WORK REQUIRED - Determine how many lines in the listing below include "dense", and answer with only that number.

DATA FOR REVIEW -
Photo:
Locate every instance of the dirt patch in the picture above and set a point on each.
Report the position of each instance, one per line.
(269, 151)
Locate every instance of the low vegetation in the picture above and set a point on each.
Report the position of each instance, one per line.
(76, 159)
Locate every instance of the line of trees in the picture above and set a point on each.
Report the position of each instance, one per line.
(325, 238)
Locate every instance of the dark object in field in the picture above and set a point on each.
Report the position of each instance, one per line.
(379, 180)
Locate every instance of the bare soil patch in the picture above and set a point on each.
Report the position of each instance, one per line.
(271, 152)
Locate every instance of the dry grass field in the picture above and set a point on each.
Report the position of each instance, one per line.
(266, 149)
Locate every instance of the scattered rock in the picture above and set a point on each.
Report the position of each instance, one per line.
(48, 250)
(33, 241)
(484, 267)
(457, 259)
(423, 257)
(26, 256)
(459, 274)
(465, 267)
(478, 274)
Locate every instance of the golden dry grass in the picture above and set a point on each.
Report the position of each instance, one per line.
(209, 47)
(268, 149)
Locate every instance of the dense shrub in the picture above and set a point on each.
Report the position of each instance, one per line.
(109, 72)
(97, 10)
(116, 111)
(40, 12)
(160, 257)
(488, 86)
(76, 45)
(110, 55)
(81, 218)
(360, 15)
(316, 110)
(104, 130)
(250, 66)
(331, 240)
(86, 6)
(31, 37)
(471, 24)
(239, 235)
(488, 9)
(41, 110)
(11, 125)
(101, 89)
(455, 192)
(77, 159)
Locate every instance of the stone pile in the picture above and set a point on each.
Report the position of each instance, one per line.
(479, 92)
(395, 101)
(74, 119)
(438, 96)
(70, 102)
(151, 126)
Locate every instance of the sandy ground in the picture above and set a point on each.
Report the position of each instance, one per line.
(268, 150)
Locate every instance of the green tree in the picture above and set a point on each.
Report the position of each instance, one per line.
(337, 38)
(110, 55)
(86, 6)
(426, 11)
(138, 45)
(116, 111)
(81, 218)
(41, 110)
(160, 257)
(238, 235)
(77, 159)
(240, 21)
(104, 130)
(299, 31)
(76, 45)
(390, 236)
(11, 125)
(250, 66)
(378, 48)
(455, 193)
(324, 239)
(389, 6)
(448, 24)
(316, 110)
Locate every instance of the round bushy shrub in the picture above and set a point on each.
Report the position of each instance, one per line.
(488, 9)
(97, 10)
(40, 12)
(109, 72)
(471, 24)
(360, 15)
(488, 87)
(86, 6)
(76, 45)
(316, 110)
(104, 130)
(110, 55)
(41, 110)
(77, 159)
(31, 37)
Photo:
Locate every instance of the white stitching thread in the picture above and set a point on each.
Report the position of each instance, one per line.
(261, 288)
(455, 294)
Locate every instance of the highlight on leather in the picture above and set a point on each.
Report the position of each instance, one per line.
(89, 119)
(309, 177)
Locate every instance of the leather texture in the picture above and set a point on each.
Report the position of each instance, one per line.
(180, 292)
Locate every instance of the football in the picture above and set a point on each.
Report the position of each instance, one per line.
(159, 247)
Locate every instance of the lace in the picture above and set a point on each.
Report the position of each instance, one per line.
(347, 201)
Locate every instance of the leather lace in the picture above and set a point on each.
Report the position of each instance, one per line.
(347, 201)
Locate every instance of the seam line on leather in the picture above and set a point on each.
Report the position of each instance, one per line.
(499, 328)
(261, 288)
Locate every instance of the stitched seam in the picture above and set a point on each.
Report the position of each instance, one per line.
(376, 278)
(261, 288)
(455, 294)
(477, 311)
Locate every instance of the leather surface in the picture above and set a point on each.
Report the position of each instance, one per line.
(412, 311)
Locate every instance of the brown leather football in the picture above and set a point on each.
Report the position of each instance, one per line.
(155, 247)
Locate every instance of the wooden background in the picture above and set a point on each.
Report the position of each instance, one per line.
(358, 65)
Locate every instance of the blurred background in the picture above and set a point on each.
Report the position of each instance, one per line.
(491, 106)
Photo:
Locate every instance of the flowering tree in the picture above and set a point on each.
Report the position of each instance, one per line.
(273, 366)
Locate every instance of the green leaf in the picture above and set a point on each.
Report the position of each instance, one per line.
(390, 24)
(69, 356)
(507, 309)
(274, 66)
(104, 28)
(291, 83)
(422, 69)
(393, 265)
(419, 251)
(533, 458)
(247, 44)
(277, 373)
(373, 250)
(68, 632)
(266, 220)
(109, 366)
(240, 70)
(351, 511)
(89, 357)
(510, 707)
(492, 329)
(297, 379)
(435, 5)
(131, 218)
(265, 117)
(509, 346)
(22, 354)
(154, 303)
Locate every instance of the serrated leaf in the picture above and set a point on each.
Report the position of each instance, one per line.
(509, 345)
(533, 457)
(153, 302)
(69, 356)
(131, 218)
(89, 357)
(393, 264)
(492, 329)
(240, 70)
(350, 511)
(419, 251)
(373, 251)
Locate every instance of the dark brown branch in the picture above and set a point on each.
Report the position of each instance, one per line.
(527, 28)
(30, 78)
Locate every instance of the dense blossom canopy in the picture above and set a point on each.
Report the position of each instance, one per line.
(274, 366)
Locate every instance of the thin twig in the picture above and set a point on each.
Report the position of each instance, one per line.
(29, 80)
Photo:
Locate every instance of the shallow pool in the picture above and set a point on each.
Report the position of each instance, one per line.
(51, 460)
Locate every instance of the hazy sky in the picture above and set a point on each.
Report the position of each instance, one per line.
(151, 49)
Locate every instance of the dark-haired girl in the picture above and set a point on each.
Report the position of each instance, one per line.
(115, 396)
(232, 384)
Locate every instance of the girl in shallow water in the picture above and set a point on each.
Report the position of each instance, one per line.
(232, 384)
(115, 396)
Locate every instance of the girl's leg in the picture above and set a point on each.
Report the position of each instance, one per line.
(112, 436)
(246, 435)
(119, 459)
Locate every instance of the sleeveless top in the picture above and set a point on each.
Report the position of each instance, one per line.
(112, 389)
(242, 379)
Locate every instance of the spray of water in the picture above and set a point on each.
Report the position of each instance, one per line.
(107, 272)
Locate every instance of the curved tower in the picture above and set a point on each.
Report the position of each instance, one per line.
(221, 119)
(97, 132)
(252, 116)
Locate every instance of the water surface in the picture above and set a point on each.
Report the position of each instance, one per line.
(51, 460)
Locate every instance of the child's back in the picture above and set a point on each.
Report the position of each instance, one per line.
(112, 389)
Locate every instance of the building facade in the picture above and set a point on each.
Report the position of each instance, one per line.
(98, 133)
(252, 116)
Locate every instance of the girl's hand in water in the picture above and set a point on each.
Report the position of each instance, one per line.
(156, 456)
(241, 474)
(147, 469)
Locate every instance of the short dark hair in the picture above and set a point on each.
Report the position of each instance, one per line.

PROBLEM SOLUTION - 2